Texte extrait ▸
Il existe en Birmanie, comme dans tout l’Orient, une classe bien malheureuse, celle des Eurasiens. L’adjectif eurasien est formé de la particule eur du mot Europe et du mot Asie : eur-asie. Ce sont les enfants issus des mariages entre Européens et Asiatiques. Au point de vue ethnique, le mot européen signifie de race blanche, et asiatique de race de couleur. Ces personnes sont rejetées de tout le monde. On m’a cité, à Rangoon, le cas d’un employé de banque qui a fait des avances à une beauté eurasienne. Les autorités de la banque lui ont intimé d’avoir à faire son choix entre sa flamme et son emploi. Le produit de ces deux races est en général très beau, mais on dit que ces personnes n’ont d’estimable que leur beauté et qu’elles portent en elles-mêmes les tares des deux sangs. Nous en avons une à bord, fort jolie, une fillette. Elle paraît être beaucoup mieux que certaines blanches qui sont loin d’être un sujet d’édification. Préjugés de races, le monde en est rempli !

Nous voguons sur les eaux bleues de la baie de Bengale, en route pour Calcutta.

Données fournies ▸
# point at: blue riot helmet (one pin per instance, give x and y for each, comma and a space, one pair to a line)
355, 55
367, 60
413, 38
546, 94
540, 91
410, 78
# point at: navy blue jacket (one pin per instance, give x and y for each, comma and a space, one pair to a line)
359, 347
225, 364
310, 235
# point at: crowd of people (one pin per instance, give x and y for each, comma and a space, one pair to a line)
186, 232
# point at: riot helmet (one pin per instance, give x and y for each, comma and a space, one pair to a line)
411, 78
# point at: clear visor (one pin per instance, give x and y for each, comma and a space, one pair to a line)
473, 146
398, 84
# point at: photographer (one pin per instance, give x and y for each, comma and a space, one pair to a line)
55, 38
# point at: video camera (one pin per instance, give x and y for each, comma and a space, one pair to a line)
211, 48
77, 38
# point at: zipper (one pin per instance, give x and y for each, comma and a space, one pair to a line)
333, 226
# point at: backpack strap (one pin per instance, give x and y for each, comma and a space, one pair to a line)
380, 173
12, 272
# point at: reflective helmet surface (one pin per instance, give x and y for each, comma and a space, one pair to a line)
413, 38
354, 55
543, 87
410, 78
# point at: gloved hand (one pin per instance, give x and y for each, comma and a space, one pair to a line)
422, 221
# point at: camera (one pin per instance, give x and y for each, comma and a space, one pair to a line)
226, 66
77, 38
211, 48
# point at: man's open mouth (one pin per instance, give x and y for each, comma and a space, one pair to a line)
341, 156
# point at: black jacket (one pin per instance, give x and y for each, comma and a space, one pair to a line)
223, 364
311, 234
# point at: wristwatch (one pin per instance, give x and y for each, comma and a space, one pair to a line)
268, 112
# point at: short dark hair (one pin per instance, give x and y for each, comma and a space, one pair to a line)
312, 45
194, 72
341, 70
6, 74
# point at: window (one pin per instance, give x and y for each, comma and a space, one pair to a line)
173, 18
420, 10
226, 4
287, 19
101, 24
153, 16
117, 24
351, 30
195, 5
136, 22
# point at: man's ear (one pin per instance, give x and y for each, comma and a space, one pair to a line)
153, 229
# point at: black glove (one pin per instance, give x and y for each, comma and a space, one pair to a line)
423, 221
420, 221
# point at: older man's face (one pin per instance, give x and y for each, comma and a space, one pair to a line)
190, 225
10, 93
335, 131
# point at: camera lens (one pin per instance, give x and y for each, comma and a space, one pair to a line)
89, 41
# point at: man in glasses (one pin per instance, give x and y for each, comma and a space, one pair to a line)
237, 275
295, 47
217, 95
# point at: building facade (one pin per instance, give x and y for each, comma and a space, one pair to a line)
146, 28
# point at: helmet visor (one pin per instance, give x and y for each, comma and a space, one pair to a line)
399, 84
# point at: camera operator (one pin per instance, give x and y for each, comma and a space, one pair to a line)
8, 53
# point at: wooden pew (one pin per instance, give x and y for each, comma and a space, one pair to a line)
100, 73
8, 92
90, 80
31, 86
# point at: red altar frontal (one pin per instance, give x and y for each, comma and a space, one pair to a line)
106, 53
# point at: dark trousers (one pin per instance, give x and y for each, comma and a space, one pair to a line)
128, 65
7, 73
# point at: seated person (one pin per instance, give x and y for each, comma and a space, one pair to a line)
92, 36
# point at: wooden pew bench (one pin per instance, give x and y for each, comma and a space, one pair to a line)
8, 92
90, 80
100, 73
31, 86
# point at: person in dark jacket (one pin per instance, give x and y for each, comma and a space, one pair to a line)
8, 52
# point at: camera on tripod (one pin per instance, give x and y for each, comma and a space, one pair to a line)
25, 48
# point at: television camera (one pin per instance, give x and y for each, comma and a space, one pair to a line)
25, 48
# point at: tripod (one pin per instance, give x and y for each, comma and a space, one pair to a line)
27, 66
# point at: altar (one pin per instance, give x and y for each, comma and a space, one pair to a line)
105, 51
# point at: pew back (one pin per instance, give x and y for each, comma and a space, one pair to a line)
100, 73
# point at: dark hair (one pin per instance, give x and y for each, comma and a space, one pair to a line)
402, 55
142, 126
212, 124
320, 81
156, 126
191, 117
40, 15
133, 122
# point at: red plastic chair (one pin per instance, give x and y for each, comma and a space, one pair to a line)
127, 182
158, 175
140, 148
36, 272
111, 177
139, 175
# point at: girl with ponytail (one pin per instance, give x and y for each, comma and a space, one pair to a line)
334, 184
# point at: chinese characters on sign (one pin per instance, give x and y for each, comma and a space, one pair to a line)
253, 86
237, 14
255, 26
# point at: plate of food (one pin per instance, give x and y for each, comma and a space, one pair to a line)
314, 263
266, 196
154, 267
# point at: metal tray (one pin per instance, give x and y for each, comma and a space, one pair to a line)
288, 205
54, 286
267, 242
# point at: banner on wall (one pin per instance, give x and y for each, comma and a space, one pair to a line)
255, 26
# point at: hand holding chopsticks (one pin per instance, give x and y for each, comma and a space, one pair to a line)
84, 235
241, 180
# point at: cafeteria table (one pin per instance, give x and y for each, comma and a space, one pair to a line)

Exercices à faire ▸
**a)** Résumez en quelques phrases le paragraphe du texte extrait qui commence par « Il existe en Birmanie », sans perdre ses faits principaux.
**b)** Traduisez en anglais cette phrase du texte extrait : « Nous voguons sur les eaux bleues de la baie de Bengale, en route pour Calcutta. »
Les entrées viennent d'une autre source.

Résultats des exercices ▸
**a)** En Birmanie, comme dans tout l'Orient, les Eurasiens forment une classe très malheureuse. Ce sont les enfants de mariages entre Européens et Asiatiques, et leur nom réunit « eur » (Europe) et « Asie ». Ils sont rejetés de tous. À Rangoon, un employé de banque qui faisait des avances à une Eurasienne a dû choisir entre elle et son emploi. Ces personnes sont en général très belles. On dit pourtant qu'elles n'ont que leur beauté pour qualité et qu'elles portent les tares des deux sangs. À bord se trouve une jolie fillette eurasienne, qui paraît valoir bien mieux que certaines Blanches. Le paragraphe conclut que le monde est rempli de préjugés de races.

**b)** We are sailing on the blue waters of the Bay of Bengal, on our way to Calcutta.